#### [Selected text]
================================

AFA IDENT goes, FTP needs to reject it as well, for the same reasons.

On Tue, 2002-01-08 at 18:40, Bourque Daniel wrote:
> 
> Normally, you want your FW to be as invisible as possible (black hole) so
> you just drop all incoming packet that are not specifically allowed in by a
> rule.  What you can't see can only be attack by guessing.  Rejecting give
> back information to the bad guy...
> 
> In the case of a smtp mail server, it's better to reject incoming IDENT
> request otherwise, you will have timeout problem with the smtp delivery of
> your mail going out to some servers..
> 
> -----Message d'origine-----
> De: irado furioso com tudo [mailto:[EMAIL PROTECTED]]
> Date: 8 janvier, 2002 04:31
> Cc: [EMAIL PROTECTED]
> Objet: Re: NAT, Internet access and security
> 
> 
> I had heard that it is better to have a 'reject' rule instead of a 
> 'deny' one, as reject will give back an immediate reply to the 
> interrogator, while just rejecting the query can give you a multitude of 
> 'retry', which can eat you bandwidth with lots and lots of retries. If 
> possible, can somebody point me where can I get correct information on 
> this (white papers, hints, tips, anything..)

================================

Rows from a pointing dataset
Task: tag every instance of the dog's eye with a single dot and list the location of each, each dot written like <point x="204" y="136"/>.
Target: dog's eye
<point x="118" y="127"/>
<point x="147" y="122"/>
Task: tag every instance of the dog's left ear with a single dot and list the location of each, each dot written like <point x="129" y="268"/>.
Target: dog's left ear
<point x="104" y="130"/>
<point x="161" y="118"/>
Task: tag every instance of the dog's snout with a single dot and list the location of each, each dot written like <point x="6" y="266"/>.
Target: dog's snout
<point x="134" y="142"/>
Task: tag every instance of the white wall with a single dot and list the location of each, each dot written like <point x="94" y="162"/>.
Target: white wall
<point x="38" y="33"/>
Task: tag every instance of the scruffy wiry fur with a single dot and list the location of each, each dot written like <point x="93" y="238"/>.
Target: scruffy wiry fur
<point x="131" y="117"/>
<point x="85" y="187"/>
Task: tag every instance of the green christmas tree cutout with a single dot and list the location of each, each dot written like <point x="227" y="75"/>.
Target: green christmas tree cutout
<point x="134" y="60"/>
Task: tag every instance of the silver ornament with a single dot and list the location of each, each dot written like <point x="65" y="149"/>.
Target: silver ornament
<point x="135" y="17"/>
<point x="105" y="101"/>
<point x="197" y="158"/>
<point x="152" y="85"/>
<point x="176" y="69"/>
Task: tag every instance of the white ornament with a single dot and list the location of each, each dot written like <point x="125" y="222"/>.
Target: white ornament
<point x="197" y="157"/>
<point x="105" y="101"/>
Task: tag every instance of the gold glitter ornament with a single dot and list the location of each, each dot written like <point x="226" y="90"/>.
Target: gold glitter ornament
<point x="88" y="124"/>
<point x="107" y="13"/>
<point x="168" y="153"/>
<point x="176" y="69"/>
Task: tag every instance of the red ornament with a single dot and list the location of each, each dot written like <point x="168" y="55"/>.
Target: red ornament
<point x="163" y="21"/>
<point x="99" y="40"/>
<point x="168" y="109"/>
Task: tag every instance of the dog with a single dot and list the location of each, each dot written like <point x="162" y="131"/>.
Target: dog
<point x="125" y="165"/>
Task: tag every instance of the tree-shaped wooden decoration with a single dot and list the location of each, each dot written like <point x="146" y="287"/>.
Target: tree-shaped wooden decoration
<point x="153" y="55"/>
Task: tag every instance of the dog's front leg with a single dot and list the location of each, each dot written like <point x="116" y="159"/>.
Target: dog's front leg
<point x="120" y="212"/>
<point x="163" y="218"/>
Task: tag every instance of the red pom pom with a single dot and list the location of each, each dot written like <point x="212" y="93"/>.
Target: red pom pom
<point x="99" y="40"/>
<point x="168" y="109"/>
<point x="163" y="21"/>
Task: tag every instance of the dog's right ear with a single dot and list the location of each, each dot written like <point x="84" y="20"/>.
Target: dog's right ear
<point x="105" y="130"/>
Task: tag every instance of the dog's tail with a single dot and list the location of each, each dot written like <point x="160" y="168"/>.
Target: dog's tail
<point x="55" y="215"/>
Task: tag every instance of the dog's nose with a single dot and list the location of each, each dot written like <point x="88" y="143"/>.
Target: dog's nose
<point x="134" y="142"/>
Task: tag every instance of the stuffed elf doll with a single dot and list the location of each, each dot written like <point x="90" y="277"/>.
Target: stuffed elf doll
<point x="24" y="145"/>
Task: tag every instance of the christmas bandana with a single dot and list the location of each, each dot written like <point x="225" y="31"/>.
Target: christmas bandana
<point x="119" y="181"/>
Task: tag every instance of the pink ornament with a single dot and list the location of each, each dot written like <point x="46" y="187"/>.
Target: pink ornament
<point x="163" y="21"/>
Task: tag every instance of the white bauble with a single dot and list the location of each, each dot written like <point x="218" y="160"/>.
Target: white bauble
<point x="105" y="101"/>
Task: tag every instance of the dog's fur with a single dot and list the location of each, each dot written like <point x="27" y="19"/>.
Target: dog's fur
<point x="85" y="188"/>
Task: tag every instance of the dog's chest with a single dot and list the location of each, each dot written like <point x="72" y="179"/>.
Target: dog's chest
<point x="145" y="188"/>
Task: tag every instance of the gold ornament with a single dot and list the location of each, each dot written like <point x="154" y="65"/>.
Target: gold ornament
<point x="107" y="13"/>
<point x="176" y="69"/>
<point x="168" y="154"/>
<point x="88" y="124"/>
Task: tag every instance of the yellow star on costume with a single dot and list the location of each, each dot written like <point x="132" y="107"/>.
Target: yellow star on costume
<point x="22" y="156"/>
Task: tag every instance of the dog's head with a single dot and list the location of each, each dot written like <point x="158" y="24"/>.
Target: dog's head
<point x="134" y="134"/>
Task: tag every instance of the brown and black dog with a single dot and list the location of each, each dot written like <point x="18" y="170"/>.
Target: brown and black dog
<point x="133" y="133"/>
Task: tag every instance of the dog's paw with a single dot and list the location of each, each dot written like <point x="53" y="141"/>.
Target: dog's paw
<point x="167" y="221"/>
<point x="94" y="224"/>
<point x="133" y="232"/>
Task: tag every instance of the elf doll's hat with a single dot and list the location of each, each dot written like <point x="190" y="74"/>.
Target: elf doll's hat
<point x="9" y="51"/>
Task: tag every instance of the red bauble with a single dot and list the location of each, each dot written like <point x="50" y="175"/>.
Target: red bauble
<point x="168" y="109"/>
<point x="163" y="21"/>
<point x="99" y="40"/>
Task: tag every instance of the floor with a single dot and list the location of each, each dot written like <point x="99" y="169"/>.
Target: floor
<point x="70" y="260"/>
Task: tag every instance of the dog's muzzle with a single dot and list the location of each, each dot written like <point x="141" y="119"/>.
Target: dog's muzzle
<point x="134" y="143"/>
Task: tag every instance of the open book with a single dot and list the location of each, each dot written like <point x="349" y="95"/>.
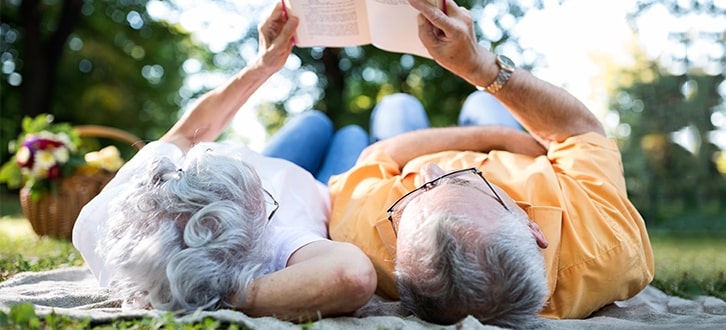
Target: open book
<point x="390" y="25"/>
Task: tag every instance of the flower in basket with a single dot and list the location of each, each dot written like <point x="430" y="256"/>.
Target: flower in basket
<point x="46" y="152"/>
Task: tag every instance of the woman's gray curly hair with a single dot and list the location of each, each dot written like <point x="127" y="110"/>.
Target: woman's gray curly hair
<point x="188" y="239"/>
<point x="452" y="268"/>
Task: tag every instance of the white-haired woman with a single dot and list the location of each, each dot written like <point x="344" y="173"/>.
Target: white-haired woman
<point x="192" y="224"/>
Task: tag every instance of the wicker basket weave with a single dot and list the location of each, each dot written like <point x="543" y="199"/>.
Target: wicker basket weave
<point x="55" y="214"/>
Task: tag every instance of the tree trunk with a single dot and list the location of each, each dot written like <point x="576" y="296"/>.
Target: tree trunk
<point x="42" y="55"/>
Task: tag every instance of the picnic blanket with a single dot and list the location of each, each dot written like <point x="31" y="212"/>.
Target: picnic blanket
<point x="73" y="291"/>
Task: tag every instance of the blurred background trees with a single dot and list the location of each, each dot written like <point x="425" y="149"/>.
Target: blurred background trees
<point x="130" y="64"/>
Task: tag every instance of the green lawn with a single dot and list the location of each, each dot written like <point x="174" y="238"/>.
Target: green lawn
<point x="686" y="266"/>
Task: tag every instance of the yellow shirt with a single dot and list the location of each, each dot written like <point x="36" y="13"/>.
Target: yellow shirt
<point x="599" y="250"/>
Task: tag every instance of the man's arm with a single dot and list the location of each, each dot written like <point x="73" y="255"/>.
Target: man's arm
<point x="214" y="110"/>
<point x="339" y="279"/>
<point x="548" y="112"/>
<point x="465" y="138"/>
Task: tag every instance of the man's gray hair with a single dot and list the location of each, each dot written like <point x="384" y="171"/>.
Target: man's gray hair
<point x="452" y="268"/>
<point x="190" y="238"/>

================================

#### [Set tasks]
1) Please list the field names that appear in the header of the original message quoted in the email thread on firewall rules.
2) In the email thread on firewall rules, what problem arises if an SMTP mail server doesn't reject incoming IDENT requests?
The records have no connection to the email thread on firewall rules.

#### [Results by task]
1) De, Date, Cc, Objet

2) Timeouts in the SMTP delivery of outgoing mail to some servers.